● Entries shown
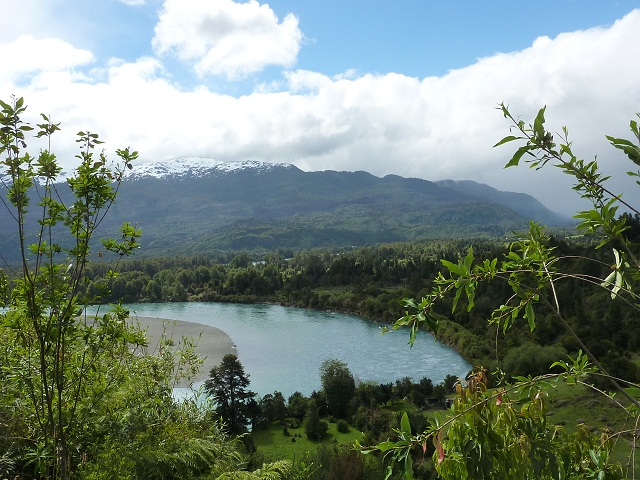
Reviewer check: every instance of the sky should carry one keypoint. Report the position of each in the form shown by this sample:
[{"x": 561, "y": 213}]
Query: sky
[{"x": 408, "y": 87}]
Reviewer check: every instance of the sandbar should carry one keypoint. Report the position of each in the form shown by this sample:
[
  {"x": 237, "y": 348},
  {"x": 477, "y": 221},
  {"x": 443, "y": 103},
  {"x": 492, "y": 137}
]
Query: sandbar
[{"x": 211, "y": 343}]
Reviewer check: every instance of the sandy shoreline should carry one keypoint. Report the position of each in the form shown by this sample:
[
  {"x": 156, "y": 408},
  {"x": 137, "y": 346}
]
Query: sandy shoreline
[{"x": 211, "y": 343}]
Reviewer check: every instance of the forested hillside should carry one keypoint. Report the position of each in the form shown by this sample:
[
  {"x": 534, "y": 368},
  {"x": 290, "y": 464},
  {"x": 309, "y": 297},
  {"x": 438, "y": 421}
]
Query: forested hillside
[
  {"x": 263, "y": 207},
  {"x": 371, "y": 281}
]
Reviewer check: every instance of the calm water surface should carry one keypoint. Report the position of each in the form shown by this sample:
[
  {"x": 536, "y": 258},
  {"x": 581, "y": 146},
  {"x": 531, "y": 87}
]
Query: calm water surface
[{"x": 281, "y": 348}]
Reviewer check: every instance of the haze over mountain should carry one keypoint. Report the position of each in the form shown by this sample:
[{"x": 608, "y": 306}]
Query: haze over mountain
[{"x": 198, "y": 206}]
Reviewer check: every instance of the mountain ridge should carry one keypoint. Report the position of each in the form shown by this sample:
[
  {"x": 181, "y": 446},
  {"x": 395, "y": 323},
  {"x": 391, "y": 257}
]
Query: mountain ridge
[{"x": 194, "y": 206}]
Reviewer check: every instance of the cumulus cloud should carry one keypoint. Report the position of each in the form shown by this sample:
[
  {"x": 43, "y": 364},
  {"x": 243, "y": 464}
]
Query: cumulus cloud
[
  {"x": 226, "y": 37},
  {"x": 432, "y": 128}
]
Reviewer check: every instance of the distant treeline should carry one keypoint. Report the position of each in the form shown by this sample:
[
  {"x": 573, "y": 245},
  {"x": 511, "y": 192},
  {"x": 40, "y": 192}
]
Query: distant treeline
[{"x": 370, "y": 282}]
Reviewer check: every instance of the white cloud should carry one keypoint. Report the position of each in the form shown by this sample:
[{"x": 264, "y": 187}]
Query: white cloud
[
  {"x": 225, "y": 37},
  {"x": 432, "y": 128}
]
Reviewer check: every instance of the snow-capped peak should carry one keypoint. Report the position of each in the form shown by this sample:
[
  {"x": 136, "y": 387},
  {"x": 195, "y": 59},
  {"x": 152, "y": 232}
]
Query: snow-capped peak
[{"x": 197, "y": 167}]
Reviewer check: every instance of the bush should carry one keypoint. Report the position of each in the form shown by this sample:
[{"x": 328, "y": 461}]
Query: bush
[{"x": 342, "y": 426}]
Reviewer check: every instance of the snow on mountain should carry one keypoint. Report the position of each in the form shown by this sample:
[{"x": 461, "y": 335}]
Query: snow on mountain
[{"x": 197, "y": 167}]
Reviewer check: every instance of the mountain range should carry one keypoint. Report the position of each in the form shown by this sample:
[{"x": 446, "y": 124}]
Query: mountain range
[{"x": 194, "y": 206}]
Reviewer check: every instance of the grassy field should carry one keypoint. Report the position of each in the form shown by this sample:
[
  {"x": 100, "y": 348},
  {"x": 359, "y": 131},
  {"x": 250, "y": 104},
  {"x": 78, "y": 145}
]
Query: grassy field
[
  {"x": 274, "y": 445},
  {"x": 568, "y": 405}
]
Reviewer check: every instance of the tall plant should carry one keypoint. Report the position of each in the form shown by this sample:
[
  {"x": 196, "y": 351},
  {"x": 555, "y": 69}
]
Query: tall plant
[
  {"x": 50, "y": 357},
  {"x": 503, "y": 433}
]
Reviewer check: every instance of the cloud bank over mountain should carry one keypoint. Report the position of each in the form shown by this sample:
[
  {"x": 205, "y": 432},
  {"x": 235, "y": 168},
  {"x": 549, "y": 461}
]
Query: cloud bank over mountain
[{"x": 436, "y": 127}]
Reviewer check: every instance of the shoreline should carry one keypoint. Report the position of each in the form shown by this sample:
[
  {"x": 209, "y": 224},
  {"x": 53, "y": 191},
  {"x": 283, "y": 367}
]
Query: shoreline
[{"x": 211, "y": 343}]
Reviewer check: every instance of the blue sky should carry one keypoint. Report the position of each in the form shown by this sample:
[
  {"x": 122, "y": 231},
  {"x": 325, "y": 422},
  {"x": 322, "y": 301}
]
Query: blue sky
[{"x": 404, "y": 87}]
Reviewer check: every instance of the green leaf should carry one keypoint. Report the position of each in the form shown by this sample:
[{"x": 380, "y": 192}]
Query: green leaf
[
  {"x": 508, "y": 138},
  {"x": 515, "y": 160},
  {"x": 538, "y": 124},
  {"x": 405, "y": 426}
]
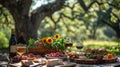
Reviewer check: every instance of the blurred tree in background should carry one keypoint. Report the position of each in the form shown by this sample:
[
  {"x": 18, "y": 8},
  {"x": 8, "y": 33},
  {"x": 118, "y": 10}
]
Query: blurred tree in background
[{"x": 78, "y": 19}]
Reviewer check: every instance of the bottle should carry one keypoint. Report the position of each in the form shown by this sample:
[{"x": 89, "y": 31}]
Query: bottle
[
  {"x": 21, "y": 39},
  {"x": 12, "y": 43}
]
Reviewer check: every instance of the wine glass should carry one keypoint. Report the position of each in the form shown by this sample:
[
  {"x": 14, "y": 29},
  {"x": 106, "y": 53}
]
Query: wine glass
[
  {"x": 20, "y": 50},
  {"x": 79, "y": 46},
  {"x": 68, "y": 46}
]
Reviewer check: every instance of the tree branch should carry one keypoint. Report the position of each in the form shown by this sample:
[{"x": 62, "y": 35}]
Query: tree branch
[
  {"x": 84, "y": 6},
  {"x": 46, "y": 10},
  {"x": 71, "y": 18},
  {"x": 24, "y": 6}
]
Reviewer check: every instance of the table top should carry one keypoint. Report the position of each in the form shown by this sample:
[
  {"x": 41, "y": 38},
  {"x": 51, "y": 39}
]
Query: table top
[{"x": 5, "y": 63}]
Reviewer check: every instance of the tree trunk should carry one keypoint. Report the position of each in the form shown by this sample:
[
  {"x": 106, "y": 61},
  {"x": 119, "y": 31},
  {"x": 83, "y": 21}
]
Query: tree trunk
[
  {"x": 25, "y": 25},
  {"x": 117, "y": 30}
]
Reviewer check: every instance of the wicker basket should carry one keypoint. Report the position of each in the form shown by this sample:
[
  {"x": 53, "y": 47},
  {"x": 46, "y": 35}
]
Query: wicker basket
[{"x": 42, "y": 49}]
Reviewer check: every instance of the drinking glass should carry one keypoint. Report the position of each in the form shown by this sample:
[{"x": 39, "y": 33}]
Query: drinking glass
[
  {"x": 79, "y": 46},
  {"x": 68, "y": 46}
]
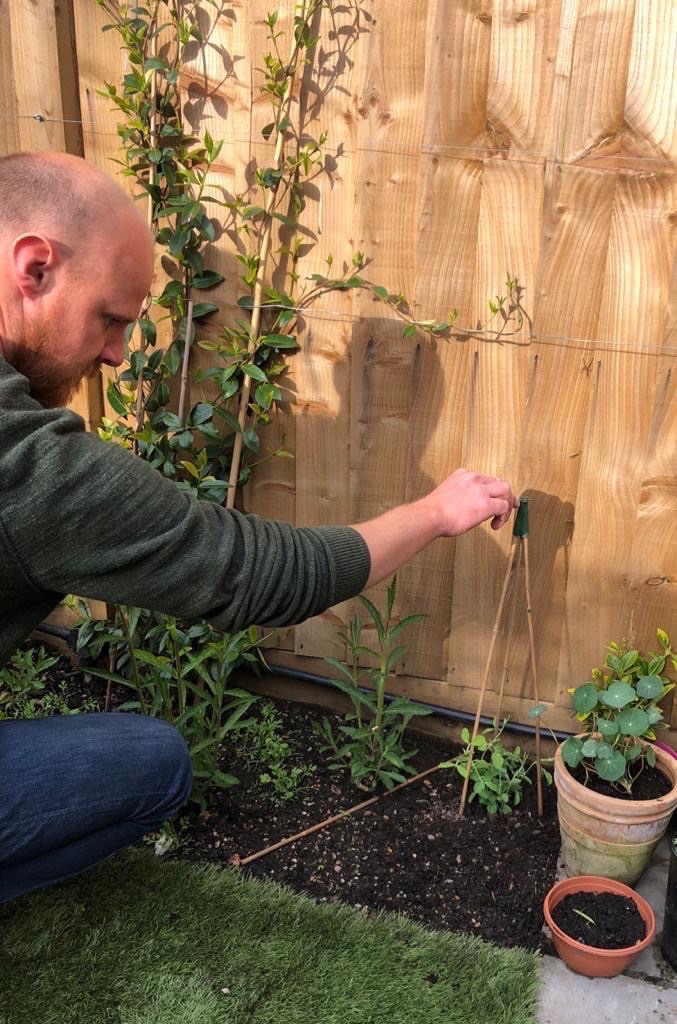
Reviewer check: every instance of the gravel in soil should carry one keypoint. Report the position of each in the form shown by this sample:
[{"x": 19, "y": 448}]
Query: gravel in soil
[
  {"x": 610, "y": 922},
  {"x": 410, "y": 852}
]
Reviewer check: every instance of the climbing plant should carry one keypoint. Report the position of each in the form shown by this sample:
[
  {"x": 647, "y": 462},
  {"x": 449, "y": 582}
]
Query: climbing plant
[{"x": 211, "y": 445}]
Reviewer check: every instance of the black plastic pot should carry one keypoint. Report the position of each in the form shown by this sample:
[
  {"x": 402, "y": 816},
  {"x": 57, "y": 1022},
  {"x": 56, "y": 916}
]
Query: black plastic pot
[{"x": 669, "y": 944}]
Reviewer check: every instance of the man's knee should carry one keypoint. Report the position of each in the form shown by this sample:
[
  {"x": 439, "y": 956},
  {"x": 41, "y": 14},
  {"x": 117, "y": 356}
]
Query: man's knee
[{"x": 167, "y": 750}]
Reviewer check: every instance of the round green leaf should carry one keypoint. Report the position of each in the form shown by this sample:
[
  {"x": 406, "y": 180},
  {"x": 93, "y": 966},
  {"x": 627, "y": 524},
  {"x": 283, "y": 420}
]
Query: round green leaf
[
  {"x": 653, "y": 714},
  {"x": 649, "y": 687},
  {"x": 573, "y": 752},
  {"x": 632, "y": 753},
  {"x": 633, "y": 721},
  {"x": 608, "y": 727},
  {"x": 585, "y": 698},
  {"x": 618, "y": 695},
  {"x": 611, "y": 768}
]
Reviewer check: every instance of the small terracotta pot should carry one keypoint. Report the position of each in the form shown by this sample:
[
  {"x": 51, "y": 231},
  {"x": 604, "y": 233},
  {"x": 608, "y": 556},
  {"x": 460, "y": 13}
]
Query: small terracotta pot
[{"x": 588, "y": 960}]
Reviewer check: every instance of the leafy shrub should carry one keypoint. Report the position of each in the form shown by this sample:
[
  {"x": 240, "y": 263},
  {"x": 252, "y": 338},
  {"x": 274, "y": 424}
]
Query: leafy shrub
[
  {"x": 370, "y": 739},
  {"x": 619, "y": 708},
  {"x": 498, "y": 774},
  {"x": 23, "y": 688},
  {"x": 178, "y": 673},
  {"x": 260, "y": 742}
]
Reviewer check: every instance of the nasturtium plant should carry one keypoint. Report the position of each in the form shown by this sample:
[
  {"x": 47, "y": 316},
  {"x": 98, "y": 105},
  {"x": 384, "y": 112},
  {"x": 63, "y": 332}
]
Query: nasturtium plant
[{"x": 620, "y": 711}]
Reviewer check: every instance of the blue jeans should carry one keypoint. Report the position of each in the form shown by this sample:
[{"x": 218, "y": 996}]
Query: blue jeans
[{"x": 75, "y": 788}]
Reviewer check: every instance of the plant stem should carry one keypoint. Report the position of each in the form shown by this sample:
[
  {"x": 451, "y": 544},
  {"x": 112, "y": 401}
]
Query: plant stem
[
  {"x": 132, "y": 659},
  {"x": 184, "y": 367},
  {"x": 285, "y": 105},
  {"x": 482, "y": 688},
  {"x": 532, "y": 651}
]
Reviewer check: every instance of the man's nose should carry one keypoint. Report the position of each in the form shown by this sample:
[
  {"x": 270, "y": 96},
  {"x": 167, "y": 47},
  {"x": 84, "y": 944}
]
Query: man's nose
[{"x": 113, "y": 353}]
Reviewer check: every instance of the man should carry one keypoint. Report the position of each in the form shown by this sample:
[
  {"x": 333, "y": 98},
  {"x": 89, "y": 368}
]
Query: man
[{"x": 78, "y": 515}]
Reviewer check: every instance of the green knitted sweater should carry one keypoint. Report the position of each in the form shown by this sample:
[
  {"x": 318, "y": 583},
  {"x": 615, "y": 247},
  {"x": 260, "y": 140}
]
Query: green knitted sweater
[{"x": 79, "y": 515}]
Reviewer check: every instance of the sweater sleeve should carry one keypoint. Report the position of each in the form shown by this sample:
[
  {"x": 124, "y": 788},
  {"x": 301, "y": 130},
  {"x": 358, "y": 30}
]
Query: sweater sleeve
[{"x": 85, "y": 516}]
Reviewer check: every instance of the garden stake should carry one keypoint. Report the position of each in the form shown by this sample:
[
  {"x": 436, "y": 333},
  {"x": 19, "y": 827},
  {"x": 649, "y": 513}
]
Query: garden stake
[
  {"x": 519, "y": 532},
  {"x": 508, "y": 645},
  {"x": 490, "y": 654},
  {"x": 301, "y": 16},
  {"x": 532, "y": 645},
  {"x": 184, "y": 368},
  {"x": 241, "y": 861}
]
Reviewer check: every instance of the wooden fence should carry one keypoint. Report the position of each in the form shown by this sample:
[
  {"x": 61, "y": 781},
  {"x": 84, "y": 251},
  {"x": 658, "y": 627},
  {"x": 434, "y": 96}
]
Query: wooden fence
[{"x": 467, "y": 139}]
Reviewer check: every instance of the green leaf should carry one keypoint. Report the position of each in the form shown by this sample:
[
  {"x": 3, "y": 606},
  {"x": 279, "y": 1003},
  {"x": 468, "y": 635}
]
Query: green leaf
[
  {"x": 254, "y": 372},
  {"x": 585, "y": 698},
  {"x": 251, "y": 439},
  {"x": 649, "y": 687},
  {"x": 250, "y": 212},
  {"x": 633, "y": 722},
  {"x": 653, "y": 714},
  {"x": 618, "y": 695},
  {"x": 279, "y": 341},
  {"x": 573, "y": 752},
  {"x": 201, "y": 414},
  {"x": 155, "y": 64},
  {"x": 201, "y": 309},
  {"x": 208, "y": 279},
  {"x": 611, "y": 768},
  {"x": 632, "y": 753}
]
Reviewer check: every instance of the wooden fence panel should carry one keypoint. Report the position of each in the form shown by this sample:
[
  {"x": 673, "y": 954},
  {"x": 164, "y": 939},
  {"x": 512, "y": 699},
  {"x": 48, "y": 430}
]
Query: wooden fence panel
[{"x": 466, "y": 139}]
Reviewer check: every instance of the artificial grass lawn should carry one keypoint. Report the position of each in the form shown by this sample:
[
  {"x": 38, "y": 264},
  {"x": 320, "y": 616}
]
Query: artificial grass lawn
[{"x": 140, "y": 941}]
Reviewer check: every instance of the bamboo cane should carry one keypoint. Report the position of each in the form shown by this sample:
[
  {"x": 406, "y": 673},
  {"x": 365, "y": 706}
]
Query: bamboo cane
[
  {"x": 263, "y": 257},
  {"x": 532, "y": 651},
  {"x": 509, "y": 636},
  {"x": 184, "y": 366},
  {"x": 242, "y": 861},
  {"x": 488, "y": 665}
]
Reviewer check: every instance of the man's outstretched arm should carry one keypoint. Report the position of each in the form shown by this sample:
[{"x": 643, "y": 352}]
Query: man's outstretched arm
[{"x": 463, "y": 501}]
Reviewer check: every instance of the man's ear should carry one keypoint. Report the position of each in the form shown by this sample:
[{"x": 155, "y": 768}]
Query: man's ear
[{"x": 34, "y": 262}]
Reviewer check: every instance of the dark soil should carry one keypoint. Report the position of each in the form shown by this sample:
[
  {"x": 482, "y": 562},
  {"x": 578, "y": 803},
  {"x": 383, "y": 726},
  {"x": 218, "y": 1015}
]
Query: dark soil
[
  {"x": 649, "y": 784},
  {"x": 617, "y": 924},
  {"x": 411, "y": 852}
]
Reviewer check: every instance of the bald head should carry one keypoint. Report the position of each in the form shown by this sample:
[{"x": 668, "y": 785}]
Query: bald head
[
  {"x": 60, "y": 195},
  {"x": 76, "y": 264}
]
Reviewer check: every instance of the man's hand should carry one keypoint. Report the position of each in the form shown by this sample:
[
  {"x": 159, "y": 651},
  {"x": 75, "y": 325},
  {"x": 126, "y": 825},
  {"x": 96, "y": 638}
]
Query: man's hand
[
  {"x": 462, "y": 502},
  {"x": 466, "y": 499}
]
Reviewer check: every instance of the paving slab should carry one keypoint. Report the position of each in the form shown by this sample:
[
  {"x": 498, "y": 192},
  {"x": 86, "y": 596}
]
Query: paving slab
[
  {"x": 644, "y": 994},
  {"x": 569, "y": 998}
]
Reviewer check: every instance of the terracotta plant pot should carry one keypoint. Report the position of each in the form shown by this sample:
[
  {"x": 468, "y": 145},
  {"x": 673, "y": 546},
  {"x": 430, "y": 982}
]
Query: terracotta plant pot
[
  {"x": 609, "y": 837},
  {"x": 669, "y": 946},
  {"x": 588, "y": 960}
]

● Brief
Your task is to extract the lines running from the one with "Reviewer check: every instance of the paving" to the end of the material, inclusive, copying each exactly and adding nothing.

● Expected output
Reviewer check: every instance of the paving slab should carry one keypoint. Report the position of each in the form shown by this sample:
[
  {"x": 498, "y": 192},
  {"x": 86, "y": 596}
]
Query: paving slab
[
  {"x": 644, "y": 994},
  {"x": 569, "y": 998}
]
Reviewer check: every instance of the terracotta plant pot should carry one keypoint. Report the position of each in the form shown by this sample:
[
  {"x": 468, "y": 145},
  {"x": 673, "y": 546},
  {"x": 430, "y": 982}
]
Query: terracotta plant pot
[
  {"x": 609, "y": 837},
  {"x": 669, "y": 946},
  {"x": 588, "y": 960}
]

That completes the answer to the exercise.